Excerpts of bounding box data
━━━━━━━━━━━━━━━━━━━━

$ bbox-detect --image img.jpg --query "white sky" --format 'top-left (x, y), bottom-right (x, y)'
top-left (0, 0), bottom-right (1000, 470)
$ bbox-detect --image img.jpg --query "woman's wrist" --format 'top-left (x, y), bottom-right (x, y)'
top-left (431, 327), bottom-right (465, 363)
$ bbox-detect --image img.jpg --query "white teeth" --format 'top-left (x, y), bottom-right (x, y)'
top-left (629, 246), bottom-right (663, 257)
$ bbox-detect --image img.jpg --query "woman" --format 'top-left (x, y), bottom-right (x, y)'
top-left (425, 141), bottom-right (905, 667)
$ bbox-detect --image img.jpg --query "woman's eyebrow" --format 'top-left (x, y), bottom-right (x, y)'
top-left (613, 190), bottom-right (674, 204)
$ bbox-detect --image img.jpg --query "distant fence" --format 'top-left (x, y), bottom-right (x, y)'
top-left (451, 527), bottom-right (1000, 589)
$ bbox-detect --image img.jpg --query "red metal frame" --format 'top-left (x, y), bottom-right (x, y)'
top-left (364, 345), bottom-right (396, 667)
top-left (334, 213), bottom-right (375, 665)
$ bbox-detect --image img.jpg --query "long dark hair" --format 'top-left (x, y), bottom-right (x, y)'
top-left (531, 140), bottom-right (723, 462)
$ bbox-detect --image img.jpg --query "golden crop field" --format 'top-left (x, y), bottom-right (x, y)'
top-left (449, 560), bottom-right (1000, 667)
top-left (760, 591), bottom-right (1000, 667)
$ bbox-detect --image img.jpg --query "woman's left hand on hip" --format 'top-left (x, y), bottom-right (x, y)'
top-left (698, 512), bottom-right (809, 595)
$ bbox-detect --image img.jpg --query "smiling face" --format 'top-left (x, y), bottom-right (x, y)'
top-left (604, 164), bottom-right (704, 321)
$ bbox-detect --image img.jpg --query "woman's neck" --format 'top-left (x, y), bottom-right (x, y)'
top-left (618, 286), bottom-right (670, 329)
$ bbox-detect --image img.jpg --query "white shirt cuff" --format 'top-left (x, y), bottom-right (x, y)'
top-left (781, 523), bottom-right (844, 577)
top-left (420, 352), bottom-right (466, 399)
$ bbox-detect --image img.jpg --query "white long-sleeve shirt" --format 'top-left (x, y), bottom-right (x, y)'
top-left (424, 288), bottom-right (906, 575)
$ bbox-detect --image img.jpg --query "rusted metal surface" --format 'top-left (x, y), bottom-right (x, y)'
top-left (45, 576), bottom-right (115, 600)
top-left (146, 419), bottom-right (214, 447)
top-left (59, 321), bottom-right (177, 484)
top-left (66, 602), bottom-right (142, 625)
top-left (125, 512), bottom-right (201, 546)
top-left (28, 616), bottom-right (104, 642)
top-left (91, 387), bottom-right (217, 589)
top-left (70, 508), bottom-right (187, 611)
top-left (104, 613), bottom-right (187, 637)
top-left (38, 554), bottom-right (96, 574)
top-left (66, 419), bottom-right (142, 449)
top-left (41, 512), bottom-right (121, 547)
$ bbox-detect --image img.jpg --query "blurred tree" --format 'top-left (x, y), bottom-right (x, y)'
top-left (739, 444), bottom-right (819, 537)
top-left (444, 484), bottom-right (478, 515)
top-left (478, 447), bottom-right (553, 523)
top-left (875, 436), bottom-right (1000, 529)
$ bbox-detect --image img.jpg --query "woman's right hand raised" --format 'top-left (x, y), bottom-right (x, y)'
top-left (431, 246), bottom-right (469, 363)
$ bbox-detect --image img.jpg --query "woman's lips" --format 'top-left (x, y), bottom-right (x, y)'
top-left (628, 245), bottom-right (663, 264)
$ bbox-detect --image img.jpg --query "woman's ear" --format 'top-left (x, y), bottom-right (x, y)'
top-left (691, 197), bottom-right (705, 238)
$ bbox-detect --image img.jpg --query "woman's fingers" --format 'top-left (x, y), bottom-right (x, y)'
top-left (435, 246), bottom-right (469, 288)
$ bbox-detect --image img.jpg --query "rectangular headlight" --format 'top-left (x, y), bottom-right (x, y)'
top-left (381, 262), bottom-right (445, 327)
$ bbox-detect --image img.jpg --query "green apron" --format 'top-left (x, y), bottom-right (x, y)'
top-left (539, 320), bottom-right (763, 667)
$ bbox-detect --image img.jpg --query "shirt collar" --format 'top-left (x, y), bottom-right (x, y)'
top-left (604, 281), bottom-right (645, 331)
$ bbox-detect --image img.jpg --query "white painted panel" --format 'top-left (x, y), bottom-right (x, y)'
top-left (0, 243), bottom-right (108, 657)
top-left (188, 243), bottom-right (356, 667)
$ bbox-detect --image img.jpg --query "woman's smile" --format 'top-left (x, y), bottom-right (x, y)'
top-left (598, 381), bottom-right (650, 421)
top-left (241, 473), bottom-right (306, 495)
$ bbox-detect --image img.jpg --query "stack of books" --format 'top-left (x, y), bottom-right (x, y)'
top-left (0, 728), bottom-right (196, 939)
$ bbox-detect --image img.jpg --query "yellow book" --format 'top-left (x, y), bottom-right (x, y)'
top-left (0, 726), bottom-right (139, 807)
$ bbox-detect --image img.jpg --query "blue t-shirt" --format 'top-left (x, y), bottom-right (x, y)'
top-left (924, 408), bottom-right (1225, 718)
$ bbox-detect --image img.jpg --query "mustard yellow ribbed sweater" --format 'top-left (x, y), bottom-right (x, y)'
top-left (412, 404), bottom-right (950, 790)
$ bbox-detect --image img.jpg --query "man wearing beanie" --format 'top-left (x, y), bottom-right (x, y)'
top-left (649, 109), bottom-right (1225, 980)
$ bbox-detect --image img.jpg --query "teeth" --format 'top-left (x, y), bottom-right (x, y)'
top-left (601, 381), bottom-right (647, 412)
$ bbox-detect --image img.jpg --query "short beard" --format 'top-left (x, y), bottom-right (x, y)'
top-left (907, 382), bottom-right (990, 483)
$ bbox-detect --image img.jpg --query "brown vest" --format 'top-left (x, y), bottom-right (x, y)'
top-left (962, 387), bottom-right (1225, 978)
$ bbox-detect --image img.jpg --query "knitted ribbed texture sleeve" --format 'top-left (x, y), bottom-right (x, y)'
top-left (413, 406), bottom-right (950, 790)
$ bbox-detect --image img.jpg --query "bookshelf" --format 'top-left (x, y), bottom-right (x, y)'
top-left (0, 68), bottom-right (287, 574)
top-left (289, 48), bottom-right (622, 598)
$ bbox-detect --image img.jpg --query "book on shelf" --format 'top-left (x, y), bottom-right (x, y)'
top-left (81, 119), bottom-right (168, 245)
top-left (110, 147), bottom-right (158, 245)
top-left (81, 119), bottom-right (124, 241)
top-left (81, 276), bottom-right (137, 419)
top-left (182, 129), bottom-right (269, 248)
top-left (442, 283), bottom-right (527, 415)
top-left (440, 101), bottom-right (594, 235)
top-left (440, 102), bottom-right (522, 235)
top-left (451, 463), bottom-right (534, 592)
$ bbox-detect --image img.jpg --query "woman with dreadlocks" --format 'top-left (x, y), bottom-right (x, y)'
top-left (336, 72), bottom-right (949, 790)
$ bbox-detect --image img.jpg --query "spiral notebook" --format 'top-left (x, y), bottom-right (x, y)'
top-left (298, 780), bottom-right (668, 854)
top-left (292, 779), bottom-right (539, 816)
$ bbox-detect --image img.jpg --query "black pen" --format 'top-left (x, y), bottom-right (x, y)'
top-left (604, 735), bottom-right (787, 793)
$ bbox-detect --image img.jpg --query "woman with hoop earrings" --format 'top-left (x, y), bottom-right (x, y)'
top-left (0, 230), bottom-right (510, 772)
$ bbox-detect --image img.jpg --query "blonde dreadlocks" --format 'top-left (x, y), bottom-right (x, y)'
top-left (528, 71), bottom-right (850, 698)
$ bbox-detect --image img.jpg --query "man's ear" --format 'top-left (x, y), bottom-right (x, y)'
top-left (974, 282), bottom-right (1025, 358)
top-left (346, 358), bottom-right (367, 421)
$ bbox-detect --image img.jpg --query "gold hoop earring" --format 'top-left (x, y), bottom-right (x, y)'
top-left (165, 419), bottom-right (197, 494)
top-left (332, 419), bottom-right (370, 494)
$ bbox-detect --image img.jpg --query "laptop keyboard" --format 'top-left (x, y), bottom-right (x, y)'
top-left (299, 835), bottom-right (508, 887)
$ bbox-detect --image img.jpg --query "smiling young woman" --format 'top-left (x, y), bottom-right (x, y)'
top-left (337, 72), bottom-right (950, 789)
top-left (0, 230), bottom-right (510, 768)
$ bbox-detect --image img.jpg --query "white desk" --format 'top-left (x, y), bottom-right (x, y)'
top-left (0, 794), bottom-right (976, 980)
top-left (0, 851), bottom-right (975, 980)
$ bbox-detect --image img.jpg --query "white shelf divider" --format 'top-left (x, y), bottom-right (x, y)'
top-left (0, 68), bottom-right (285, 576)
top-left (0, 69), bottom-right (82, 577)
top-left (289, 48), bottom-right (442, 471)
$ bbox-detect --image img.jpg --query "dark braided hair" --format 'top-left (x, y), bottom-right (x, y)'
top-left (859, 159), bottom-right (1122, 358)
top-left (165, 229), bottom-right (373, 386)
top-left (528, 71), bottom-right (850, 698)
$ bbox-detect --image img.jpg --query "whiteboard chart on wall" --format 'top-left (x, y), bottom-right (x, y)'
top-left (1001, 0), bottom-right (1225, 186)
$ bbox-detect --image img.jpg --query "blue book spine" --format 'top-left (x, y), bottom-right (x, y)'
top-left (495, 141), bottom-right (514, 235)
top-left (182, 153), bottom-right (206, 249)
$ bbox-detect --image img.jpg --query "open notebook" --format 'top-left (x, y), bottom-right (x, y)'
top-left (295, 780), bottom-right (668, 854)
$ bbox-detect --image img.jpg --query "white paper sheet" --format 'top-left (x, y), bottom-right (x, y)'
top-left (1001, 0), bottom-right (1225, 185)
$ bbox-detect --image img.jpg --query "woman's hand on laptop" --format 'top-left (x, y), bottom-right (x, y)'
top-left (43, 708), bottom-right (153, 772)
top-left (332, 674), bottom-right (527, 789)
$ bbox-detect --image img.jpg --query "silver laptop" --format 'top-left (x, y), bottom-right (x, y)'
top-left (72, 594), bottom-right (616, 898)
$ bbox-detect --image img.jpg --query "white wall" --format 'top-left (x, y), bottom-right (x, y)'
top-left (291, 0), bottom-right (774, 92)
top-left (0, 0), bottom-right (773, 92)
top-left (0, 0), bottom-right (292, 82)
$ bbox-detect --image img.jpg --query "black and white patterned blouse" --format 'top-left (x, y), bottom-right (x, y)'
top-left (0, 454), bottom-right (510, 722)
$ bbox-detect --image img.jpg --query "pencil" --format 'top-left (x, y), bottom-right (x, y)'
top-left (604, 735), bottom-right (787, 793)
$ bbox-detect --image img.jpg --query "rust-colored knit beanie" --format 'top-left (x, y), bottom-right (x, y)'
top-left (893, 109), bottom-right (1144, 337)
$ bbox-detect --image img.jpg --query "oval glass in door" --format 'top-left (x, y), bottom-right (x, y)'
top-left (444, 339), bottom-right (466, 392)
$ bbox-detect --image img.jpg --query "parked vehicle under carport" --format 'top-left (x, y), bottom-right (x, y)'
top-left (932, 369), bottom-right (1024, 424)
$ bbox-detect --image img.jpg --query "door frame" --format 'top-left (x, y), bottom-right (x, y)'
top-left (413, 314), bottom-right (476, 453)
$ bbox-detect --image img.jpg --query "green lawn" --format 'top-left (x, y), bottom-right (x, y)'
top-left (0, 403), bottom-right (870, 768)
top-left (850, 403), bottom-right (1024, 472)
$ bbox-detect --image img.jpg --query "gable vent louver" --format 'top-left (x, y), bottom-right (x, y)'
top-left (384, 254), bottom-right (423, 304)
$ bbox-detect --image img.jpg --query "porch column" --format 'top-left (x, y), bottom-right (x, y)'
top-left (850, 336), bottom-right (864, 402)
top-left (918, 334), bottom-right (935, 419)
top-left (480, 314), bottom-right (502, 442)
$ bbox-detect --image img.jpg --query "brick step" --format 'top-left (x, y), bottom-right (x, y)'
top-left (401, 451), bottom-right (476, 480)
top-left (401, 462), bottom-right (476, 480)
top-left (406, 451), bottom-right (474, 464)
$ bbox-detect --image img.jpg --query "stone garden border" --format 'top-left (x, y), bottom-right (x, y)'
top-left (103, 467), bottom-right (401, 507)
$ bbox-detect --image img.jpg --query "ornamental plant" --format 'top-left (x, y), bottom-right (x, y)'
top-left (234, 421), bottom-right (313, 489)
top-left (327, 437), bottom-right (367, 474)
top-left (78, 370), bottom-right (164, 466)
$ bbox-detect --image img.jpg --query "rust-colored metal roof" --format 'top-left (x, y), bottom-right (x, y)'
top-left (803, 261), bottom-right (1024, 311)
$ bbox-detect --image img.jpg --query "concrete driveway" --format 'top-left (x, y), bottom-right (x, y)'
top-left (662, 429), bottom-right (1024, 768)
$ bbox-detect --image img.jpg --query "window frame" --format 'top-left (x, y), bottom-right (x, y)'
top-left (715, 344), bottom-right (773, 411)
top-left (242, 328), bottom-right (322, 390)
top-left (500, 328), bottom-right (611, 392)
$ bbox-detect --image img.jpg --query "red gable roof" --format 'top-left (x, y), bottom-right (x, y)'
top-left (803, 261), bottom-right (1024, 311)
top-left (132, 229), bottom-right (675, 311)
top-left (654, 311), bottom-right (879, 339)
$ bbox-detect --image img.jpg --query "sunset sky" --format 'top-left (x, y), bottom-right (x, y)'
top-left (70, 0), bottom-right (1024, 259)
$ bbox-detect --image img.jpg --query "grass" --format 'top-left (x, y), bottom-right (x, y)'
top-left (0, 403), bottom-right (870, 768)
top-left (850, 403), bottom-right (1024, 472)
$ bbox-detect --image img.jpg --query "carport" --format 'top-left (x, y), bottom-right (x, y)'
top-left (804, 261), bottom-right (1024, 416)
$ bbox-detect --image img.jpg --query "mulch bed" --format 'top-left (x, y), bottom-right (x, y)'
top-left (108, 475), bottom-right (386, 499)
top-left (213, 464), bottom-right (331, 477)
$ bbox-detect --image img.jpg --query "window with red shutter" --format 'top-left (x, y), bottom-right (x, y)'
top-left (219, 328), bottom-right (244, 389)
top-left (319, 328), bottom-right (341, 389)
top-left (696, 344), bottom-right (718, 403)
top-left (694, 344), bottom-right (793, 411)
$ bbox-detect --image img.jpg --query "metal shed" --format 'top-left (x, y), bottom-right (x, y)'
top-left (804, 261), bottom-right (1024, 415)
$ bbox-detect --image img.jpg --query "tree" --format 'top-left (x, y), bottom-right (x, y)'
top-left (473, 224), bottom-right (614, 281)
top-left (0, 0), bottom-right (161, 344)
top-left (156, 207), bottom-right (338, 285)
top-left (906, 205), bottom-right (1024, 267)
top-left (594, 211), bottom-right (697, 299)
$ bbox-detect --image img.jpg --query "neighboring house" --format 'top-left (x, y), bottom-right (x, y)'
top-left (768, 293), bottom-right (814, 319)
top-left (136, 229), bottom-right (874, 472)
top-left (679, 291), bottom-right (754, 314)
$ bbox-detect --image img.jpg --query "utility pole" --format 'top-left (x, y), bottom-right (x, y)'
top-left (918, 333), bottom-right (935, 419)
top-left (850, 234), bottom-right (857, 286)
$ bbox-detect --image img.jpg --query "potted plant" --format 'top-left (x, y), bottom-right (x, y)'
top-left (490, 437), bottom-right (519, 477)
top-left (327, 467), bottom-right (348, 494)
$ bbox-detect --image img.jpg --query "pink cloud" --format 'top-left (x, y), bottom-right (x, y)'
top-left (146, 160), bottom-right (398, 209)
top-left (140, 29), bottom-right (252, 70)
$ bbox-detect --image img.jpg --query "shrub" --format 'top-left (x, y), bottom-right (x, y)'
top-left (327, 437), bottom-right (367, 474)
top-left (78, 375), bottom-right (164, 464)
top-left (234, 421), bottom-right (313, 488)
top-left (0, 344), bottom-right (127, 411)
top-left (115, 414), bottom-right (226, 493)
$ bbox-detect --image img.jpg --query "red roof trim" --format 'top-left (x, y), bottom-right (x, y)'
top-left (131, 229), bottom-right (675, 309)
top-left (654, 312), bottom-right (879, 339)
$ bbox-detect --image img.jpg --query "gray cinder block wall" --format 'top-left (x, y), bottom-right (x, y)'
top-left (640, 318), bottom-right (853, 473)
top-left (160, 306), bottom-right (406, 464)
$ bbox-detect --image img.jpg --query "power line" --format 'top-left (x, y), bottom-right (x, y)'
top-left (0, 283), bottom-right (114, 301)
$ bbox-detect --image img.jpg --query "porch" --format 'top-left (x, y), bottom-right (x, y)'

━━━━━━━━━━━━━━━━━━━━

> Exercise prompt
Reproduce the data from the very first line through the line containing "top-left (431, 327), bottom-right (465, 363)", keeping both ends.

> Task output
$ bbox-detect --image img.jpg --query "white sky" --format 'top-left (x, y), bottom-right (x, y)'
top-left (0, 0), bottom-right (1000, 470)
$ bbox-detect --image img.jpg --query "woman's wrist" --format 'top-left (x, y), bottom-right (x, y)'
top-left (431, 327), bottom-right (465, 363)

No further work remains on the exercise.